» Text section
■ ■ ■ ■ ■

It seems like the above is how setuptools-scm has behaved since v7. Pinning setuptools-scm==6.4.2 (latest v6.x) in [build-system] seems to work and not show the error, but if this is expected, it's probably better to live with the error?

Alternatively, maybe build or hatchling is intending to work against an actual git archive instead of the working directory, but is somehow winding up on the actual working directory, or a copy of it instead?

@Mr0grog
Copy link
Member

Mr0grog commented Dec 2, 2023

I’m also noticing setuptools_scm excludes the file in their own project’s MANIFEST.in: https://github.com/pypa/setuptools_scm/blob/83d5e1479970a3ea559fe11553e9350ae694e91c/MANIFEST.in#L4

@Mr0grog
Copy link
Member

Mr0grog commented Dec 2, 2023

Also, they put one that does get included in src/setuptools_scm. If we do the same, there’s no warning. (Of course, it might not find it where it’s looking in an actual archive then, either? Seems weird.)

Anyway, I’m done for the day. Hopefully some of the above will be useful for you.

@danielballan
Copy link
Contributor Author

danielballan commented Dec 2, 2023

I’m new to build, but is it correct that it’s making a second isolated environment and building a wheel even though it already built an sdist and a wheel?

■ ■ ■ ■ ■

» Data extract
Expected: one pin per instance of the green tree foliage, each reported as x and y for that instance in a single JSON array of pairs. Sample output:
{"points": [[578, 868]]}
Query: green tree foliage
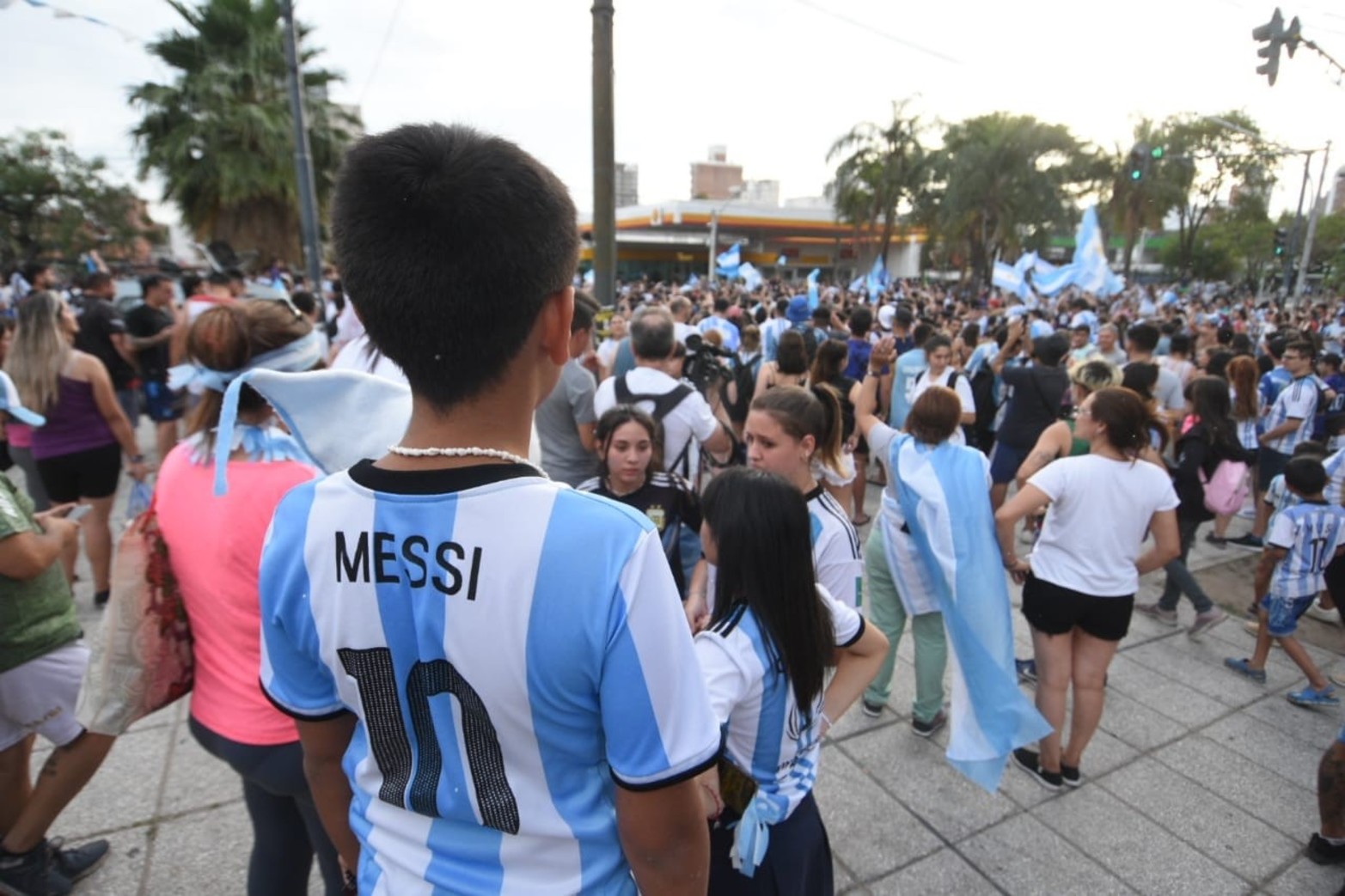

■ ■ ■ ■ ■

» Short exercise
Do these statements agree with the forum thread above? For each, answer yes or no and quote the words from the thread that decide it.
(a) Pinning setuptools-scm to version 6.4.2 in [build-system] appears to avoid the error.
(b) setuptools_scm includes the file in its own project's MANIFEST.in.
(c) Placing the file in src/setuptools_scm, as setuptools_scm does, still produces a warning.

» Response to the exercise
(a) Yes: "Pinning setuptools-scm==6.4.2 (latest v6.x) in [build-system] seems to work and not show the error"
(b) No: "setuptools_scm excludes the file in their own project’s MANIFEST.in"
(c) No: "If we do the same, there’s no warning."